▶ [Tareas y ejercicios]
A) Enumere todos los nombres propios de lugares que aparecen en el fragmento sobre D'Halmar y Santiván.
B) Indique si cada afirmación concuerda con el fragmento sobre D'Halmar y Santiván, y cite las palabras que lo deciden: (i) Los tolstoianos abandonan el tren en Concepción. (ii) En el fundo al que se dirigen ya existe una casa. (iii) D'Halmar considera que la región de Arauco está más cerca de la capital.

▶ [Texto dado]
D'Halmar, sin embargo, no tenía vocación ni de sapo ni de cisne. En pleno viaje en tren, y lleno de dudas, le dice a Santiván que el lugar al que se dirigen «es el fin del mundo». «¿Y hay casa en el fundo a donde nos dirigimos?», consulta el primero. «No –respondí con sequedad—. Tendremos que construir un rancho de tablas, y si en los contornos no hay madera aserrada, haremos una casucha provisional con troncos, ramas y canelones labrados a mano…».

¡Horror! D'Halmar, que tampoco tenía vocación de Thoreau, recula: «He pensado que sería más conveniente que en vez de irnos a Los Lagos, nos dirigiéramos a Arauco. Allí también tienes parientes (…) Esa región, a lo que parece, es menos desamparada, y está más cerca de la capital». Los tolstoianos abandonan el tren en Concepción y vagan por la ciudad. Duermen en pensiones llenas de chinches. Sus fuerzas se debilitan. El plan de fundación comienza a disiparse entre el hambre y el cansancio.

▶ [Listado de datos]
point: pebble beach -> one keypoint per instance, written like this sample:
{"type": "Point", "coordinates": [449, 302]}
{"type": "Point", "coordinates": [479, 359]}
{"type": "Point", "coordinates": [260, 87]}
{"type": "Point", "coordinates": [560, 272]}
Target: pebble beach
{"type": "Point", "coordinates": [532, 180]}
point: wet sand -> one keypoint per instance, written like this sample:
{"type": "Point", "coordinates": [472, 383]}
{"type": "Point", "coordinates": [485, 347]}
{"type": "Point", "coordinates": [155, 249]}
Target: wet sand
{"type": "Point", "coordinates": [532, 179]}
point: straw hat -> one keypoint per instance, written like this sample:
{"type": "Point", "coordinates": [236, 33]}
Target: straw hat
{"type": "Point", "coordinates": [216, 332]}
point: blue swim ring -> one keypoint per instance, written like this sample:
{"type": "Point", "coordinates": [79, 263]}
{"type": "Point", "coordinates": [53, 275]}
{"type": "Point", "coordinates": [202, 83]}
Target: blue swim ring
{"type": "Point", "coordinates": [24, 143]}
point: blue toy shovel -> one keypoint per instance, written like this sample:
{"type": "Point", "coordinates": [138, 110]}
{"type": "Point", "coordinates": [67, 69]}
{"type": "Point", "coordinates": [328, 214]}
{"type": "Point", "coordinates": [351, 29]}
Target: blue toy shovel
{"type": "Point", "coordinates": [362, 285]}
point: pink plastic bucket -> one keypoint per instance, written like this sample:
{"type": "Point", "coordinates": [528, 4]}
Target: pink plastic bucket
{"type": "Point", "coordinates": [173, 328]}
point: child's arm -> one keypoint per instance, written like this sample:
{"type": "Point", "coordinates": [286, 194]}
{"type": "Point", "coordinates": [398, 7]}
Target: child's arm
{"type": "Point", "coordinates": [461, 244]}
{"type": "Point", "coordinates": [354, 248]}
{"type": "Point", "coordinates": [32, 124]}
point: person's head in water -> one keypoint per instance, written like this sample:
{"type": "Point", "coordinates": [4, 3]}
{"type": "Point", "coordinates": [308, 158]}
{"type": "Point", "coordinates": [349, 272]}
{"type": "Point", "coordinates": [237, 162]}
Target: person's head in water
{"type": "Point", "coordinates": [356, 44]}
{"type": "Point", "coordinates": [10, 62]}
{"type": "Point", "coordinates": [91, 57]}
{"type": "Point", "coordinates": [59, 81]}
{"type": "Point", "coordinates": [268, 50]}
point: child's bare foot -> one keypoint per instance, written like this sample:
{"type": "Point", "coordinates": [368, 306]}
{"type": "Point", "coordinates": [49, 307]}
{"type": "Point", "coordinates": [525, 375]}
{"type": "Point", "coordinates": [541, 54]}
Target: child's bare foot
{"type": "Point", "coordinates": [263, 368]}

▶ [Respuestas en orden]
A) Los Lagos, Arauco, Concepción

B)
(i) Sí: «Los tolstoianos abandonan el tren en Concepción».
(ii) No: «No –respondí con sequedad—. Tendremos que construir un rancho de tablas».
(iii) Sí: «está más cerca de la capital».